Task objective: Pick up the igllama API server documentation below and carry it on from the point where it stops.

API Server
igllama provides an OpenAI-compatible REST API server for GGUF models with streaming support.
GGUF stands for “Georgi Gerganov Unified Format”, the standard model format for llama.cpp.
Quick Start
igllama api model.gguf
igllama api model.gguf --host 0.0.0.0 --port 3000
igllama api model.gguf --gpu-layers 35
Server Flags
| Flag | Short | Default | Description |
|---|---|---|---|
--model | -m | (required) | Path to GGUF model |
--host | -h | 127.0.0.1 | Server host |
--port | -p | 8080 | Server port |
--gpu-layers | -ngl | 0 | GPU layers (-1 for all) |
/v1/chat/completions
Method: POST
Request:
{"model":"default","messages":[{"role":"user","content":"Hello!"}],"stream":false}
Response:
{"id":"chatcmpl-123","object":"chat.completion","choices":[{"index":0,"message":{"role":"assistant","content":"Hi!"},"finish_reason":"stop"}]}
curl:
curl http://localhost:8080/v1/chat/completions -H "Content-Type: application/json" -d '{"model":"default","messages":[{"role":"user","content":"Hi"}]}'
Streaming
Set stream: true for SSE streaming:
curl http://localhost:8080/v1/chat/completions -H "Content-Type: application/json" -d '{"model":"default","messages":[{"role":"user","content":"Hi"}],"stream":true}'
Stream format:
data: {"id":"chatcmpl-123","object":"chat.completion.chunk","choices":[{"index":0,"delta":{"content":"Hello"},"finish_reason":null}]}
data: [DONE]
/v1/embeddings
Method: POST
Request:
{"model":"default","input":["Hello world"]}
Response:
{"object":"list","data":[{"object":"embedding","index":0,"embedding":[0.123,-0.456]}],"usage":{"prompt_tokens":2,"total_tokens":2}}
curl:
curl http://localhost:8080/v1/embeddings -H "Content-Type: application/json" -d '{"model":"default","input":"Hello"}'
/health
Method: GET
Response: {"status":"ok","model":"loaded"}
curl http://localhost:8080/health
Error Handling
| Status | Description |
|---|---|
| 200 | Success |
| 400 | Invalid request |
| 404 | Not found |
| 500 | Server error |
CORS
Access-Control-Allow-Origin: *
Access-Control-Allow-Methods: GET, POST, OPTIONS
Examples
Python (Non-streaming)
import requests
response = requests.post(
"http://localhost:8080/v1/chat/completions",
json={
"model": "default",
"messages": [
{"role": "system", "content": "You are helpful."},
{"role": "user", "content": "Hello!"}
],
"max_tokens": 100
}
)

Information provided:

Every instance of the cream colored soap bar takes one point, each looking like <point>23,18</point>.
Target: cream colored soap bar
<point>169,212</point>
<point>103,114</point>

Written response:
print(response.json()["choices"][0]["message"]["content"])
Python (Streaming)
import requests
response = requests.post(
"http://localhost:8080/v1/chat/completions",
json={"model": "default", "messages": [{"role": "user", "content": "Hello"}], "stream": True},
stream=True
)
for line in response.iter_lines():
if line:
print(line.decode())
JavaScript (Streaming)
const response = await fetch('http://localhost:8080/v1/chat/completions', {
method: 'POST',
headers: { 'Content-Type': 'application/json' },
body: JSON.stringify({ model: 'default', messages: [{ role: 'user', content: 'Hi' }], stream: true })
});
const reader = response.body.getReader();
const decoder = new TextDecoder();
while (true) {
const { value, done } = await reader.read();
if (done) break;
for (const line of decoder.decode(value).split('\n')) {
if (line.startsWith('data: ') && !line.includes('[DONE]')) {
console.log(JSON.parse(line.slice(6)).choices[0].delta.content);
}
}
}
Performance Tips
- Use
--gpu-layers -1to offload all layers to GPU for maximum speed - Reduce context size for faster responses with shorter conversations
- Use streaming for better perceived latency in chat applications
- Batch multiple inputs in embeddings requests when possible
Model Compatibility
The API server works with any GGUF model file. GGUF (Georgi Gerganov Unified Format) is the standard format for llama.cpp-compatible models including Llama, Mistral, Qwen, Phi, and Gemma families.
For best results, use models with chat templates for multi-turn conversations.